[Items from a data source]
○ ○ ○ ○

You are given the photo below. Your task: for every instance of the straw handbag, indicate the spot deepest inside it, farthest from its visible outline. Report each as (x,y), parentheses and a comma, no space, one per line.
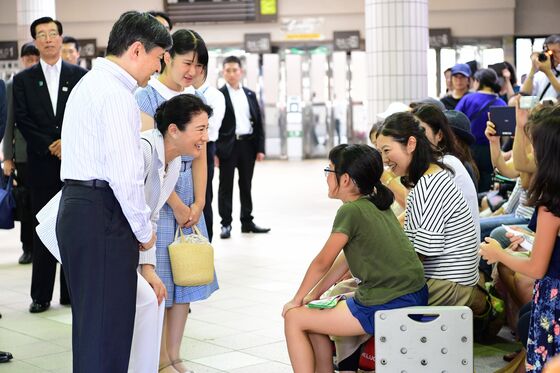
(192,259)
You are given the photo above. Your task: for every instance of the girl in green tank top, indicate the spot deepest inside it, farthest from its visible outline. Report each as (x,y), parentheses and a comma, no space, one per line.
(366,239)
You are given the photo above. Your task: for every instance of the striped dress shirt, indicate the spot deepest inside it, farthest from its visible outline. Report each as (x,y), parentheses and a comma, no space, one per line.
(440,226)
(217,102)
(101,140)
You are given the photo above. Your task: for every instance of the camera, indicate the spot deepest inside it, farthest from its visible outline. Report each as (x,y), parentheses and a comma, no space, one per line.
(547,53)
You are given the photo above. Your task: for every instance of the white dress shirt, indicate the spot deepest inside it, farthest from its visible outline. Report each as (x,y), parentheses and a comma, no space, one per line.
(159,182)
(241,110)
(101,140)
(166,92)
(52,77)
(216,100)
(540,82)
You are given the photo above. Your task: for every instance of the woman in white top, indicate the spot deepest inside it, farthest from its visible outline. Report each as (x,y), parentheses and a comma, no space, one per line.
(182,129)
(438,220)
(442,138)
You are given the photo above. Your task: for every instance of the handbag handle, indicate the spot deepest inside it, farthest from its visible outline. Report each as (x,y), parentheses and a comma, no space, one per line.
(195,230)
(10,183)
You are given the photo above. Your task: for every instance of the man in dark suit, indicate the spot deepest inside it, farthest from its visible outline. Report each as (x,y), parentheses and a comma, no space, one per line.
(240,143)
(40,95)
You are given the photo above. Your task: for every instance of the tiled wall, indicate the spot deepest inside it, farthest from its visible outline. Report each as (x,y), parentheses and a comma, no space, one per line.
(396,47)
(30,10)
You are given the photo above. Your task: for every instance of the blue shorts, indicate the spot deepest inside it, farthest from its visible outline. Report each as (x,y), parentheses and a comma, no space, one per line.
(366,314)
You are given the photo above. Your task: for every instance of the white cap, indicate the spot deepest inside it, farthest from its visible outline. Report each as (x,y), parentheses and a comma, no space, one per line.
(394,107)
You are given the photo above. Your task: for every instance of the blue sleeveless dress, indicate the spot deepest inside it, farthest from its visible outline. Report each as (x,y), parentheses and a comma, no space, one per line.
(544,328)
(148,100)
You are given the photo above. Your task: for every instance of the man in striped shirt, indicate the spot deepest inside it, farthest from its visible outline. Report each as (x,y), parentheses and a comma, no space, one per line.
(103,219)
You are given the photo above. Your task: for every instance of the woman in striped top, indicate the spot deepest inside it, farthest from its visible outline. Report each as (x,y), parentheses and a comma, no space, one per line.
(438,220)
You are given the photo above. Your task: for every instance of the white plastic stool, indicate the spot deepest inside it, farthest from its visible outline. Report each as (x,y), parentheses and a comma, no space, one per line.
(442,342)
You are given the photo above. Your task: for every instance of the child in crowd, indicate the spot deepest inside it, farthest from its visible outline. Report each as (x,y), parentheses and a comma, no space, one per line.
(374,244)
(543,129)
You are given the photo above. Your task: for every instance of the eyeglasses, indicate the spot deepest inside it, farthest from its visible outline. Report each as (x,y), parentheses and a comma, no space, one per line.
(47,35)
(327,170)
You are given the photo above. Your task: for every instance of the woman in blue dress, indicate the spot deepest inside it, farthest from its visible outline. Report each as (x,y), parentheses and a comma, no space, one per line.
(544,262)
(185,61)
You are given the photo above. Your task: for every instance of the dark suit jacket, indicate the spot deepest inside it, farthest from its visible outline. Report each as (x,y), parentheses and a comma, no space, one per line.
(226,137)
(37,122)
(3,108)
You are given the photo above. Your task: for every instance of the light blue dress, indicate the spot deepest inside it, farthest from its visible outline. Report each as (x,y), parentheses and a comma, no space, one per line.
(149,99)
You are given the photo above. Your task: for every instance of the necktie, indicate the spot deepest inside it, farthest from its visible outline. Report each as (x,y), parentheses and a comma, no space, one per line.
(200,95)
(52,85)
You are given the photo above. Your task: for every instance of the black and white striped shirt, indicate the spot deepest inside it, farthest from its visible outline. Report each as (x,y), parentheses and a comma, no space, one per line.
(440,226)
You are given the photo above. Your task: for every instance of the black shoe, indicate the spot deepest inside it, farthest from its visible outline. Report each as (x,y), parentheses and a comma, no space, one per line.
(64,302)
(5,357)
(25,258)
(253,229)
(37,307)
(226,231)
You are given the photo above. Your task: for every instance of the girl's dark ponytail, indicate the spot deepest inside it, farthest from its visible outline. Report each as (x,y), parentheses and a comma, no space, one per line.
(382,197)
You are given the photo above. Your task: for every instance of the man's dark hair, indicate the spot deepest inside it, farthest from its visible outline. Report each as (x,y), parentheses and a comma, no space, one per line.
(179,110)
(72,40)
(29,49)
(487,78)
(552,39)
(132,27)
(41,21)
(232,59)
(163,15)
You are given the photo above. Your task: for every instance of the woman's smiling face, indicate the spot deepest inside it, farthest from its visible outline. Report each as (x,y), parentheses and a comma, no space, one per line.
(396,155)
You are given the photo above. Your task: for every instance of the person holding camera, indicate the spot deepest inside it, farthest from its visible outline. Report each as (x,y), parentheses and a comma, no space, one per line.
(543,80)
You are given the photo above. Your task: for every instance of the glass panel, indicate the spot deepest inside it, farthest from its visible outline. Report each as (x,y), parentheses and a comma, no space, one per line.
(448,58)
(538,44)
(432,73)
(491,56)
(523,49)
(467,53)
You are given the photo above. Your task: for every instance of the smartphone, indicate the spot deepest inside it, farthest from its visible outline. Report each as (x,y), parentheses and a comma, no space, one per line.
(503,118)
(528,102)
(528,236)
(498,68)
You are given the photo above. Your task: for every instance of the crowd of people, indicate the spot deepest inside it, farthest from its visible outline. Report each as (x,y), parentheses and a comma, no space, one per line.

○ ○ ○ ○

- [TASK REQUIREMENTS]:
Leave out the pictures and return the rest of the records exactly.

- [WRITTEN SOLUTION]:
You are given the photo below. Your task: for every instance of the straw handbag, indicate the spot deepest inside it, farthest from its visible outline. Report each as (x,y), parentheses and a comma, no space, one per line.
(192,259)
You are given the photo above. Your task: for every instance of the girl in green tank top, indicate the spot deepest inside it, farthest from its visible outline. Report each as (x,y), parentheses and a comma, no space, one per line.
(366,239)
You are given the photo above. Your task: for every instance of the striped dress shirt, indicate the spot deepest inside it, farthest from its visible outline. Report each as (x,y), parentheses and a comma, no space, one per line.
(440,226)
(217,102)
(101,140)
You are given the photo above. Your task: for every instance of the camera, indicate the spot deepest inside it, farthest from its visible outline. Report each as (x,y), parentheses and a comma, no space, one per line.
(547,53)
You are given the photo above. Your task: for every instance of the white dress shirt, indicate the spot deepest inside it, farthest from its visible outline. Report each as (x,y), parentheses and a comma, no space, one per line.
(159,182)
(241,110)
(101,140)
(166,92)
(52,77)
(216,100)
(540,82)
You are given the photo above. Your task: for every instance of the woman in white top, indicate the spot deepest inside it, farthest from its visible outline. Report each as (x,y), parentheses and a comma, no space, one per line.
(182,129)
(438,220)
(442,138)
You are given the photo above. Your task: for every instance of the handbag handle, indicate the spot deepest inside it, farthest from its visible outline. Report each as (x,y), parentheses and a comma, no space, one per line.
(195,230)
(10,183)
You are given the photo above. Your task: for every instance of the man in dark suit, indicate the spot deepest inside it, farthest from its visible outline. Report each as (x,y), parentheses and a comma, no space, one per line.
(240,143)
(40,95)
You are given the photo above. Your task: for every instance of the tiled wall, indicate the spot deepest inside it, farthest from its visible outline. Report each as (x,y), parentheses and a comma, no space, one per line.
(396,47)
(30,10)
You are given the photo above. Your task: for every instance of the blue shorts, indicate the spot deepest inside it, farthest from its visible outline. Report each as (x,y), parentheses and a comma, no space, one per line.
(366,314)
You are given the photo above. Your task: for every instance of the white cap, indicate the spot deepest inside it, farthest from its visible outline. Report each as (x,y), parentheses and a comma, no space, one per line.
(394,107)
You are given the photo above. Your task: for every instance of the blue sleeveless dress, indicate the spot deepest inside it, farthest from its visible outline. Report each as (x,y), parentheses and a comma, no space, one per line.
(544,328)
(148,100)
You are given the photo above. Your task: for every instance of the man in striped shirt, indicate the spot deepest inside it, farthest from its visible outline. Report each as (x,y), parentheses and a comma, no space, one per line.
(103,219)
You are given the photo above. Your task: for every instance of the woman in striped top, indicate the spot deepest inside it, farthest from its visible outline. Report each as (x,y), parentheses and a comma, no space, one per line.
(438,220)
You are given the photo above. Your task: for every instance of the white plastic stool, indicate the spot deepest inside it, farthest from its visible outline. Report each as (x,y), parentheses and a comma, no space, one per line.
(442,342)
You are given the photo above. Your task: for every instance of the child in crowd, indicate the spot deepest inside it, farthest from its visible outline. Report each as (x,y), parentheses and a comma, no space, one per line.
(374,244)
(543,129)
You are given the photo above. Your task: for every instance of the eyeglasses, indicate the spot deepest inside it, farthest from its visible outline. Report each as (x,y), parentheses and a comma, no space, one per line.
(47,35)
(327,170)
You are given the photo above. Your task: for every instance of the woman in blue dress, indicate the spot deepest inside it, farthest from its visible outline. Report each as (x,y), parentheses and a comma, no space, one per line.
(544,262)
(185,61)
You are given the photo above. Your task: for every instance of the dark suit jacket, indicate the spot deepest inside it, farthest from its visible outline. Report each as (x,y), parentheses and a comma, no space, one per line.
(226,137)
(37,122)
(3,108)
You are given the photo above. Your task: for every instance of the light blue dress, indicate the spot deepest inside it, farthest from its visible outline. Report each as (x,y), parentheses and a comma, no space, one per line.
(149,99)
You are given the photo above. Your task: for every instance of the necktie, indicate the spot deepest inside it, farthest from its visible outline. Report each as (x,y), parentheses and a comma, no space, one per line.
(200,95)
(52,85)
You are given the photo above. Your task: for every instance of the black and white striped shirt, indicate the spot deepest inside it, farthest from its visible outline. Report each as (x,y), parentheses and a comma, no space, one per line.
(440,226)
You are given the photo above. Your task: for every instance of the black shoe, indicate the spot deepest inside it, farthest from its visible outline. Report each as (x,y), parentheses and a comma, no space, one per line.
(64,302)
(5,357)
(25,258)
(253,229)
(37,307)
(226,231)
You are given the photo above. Your task: for every instance of the girl's dark ponytail, indicate the spot deepest inside it, farthest from its visible outline. Report each as (x,y), parentheses and a comma, no space, one per line.
(382,197)
You are given the photo above. Your task: for every instance of the man's dark hair, indicate the spot deepest inside it, farthest from its visible outline. Report each as (x,y), parentheses and a comma, no space, one per line.
(179,110)
(72,40)
(29,49)
(487,78)
(552,39)
(132,27)
(41,21)
(232,59)
(163,15)
You are given the photo above. Your task: for every instance of the woman's smiling face, indicate the spot deepest inside it, farthest from its visible outline. Report each as (x,y), parentheses and a comma, no space, one per line.
(396,155)
You are given the photo above. Your task: for every instance of the person holding camera, indicate the spot deepest inside it, farthest from its visible outline. Report each as (x,y), parentheses and a comma, no space, one per line.
(543,80)
You are given the photo above. Your task: for every instance of the glass panel, indicate the spot deepest inside it, farthest from its visible outline. Report each as (x,y), parentheses and a comma, no space, one per line.
(448,58)
(538,44)
(432,73)
(491,56)
(523,49)
(467,53)
You are given the photo above. Your task: for every instance of the smartphone, indicate the spot deepest inside it, farthest from its visible outline. Report each as (x,y), parentheses and a comma, no space, one per line.
(503,118)
(528,102)
(528,236)
(498,68)
You are given the photo above. Your task: for every instance of the crowd of people, indicate the spot deepest inside it, farthest from its visible outline. Report each as (x,y), parentheses and a comma, no space, one per line.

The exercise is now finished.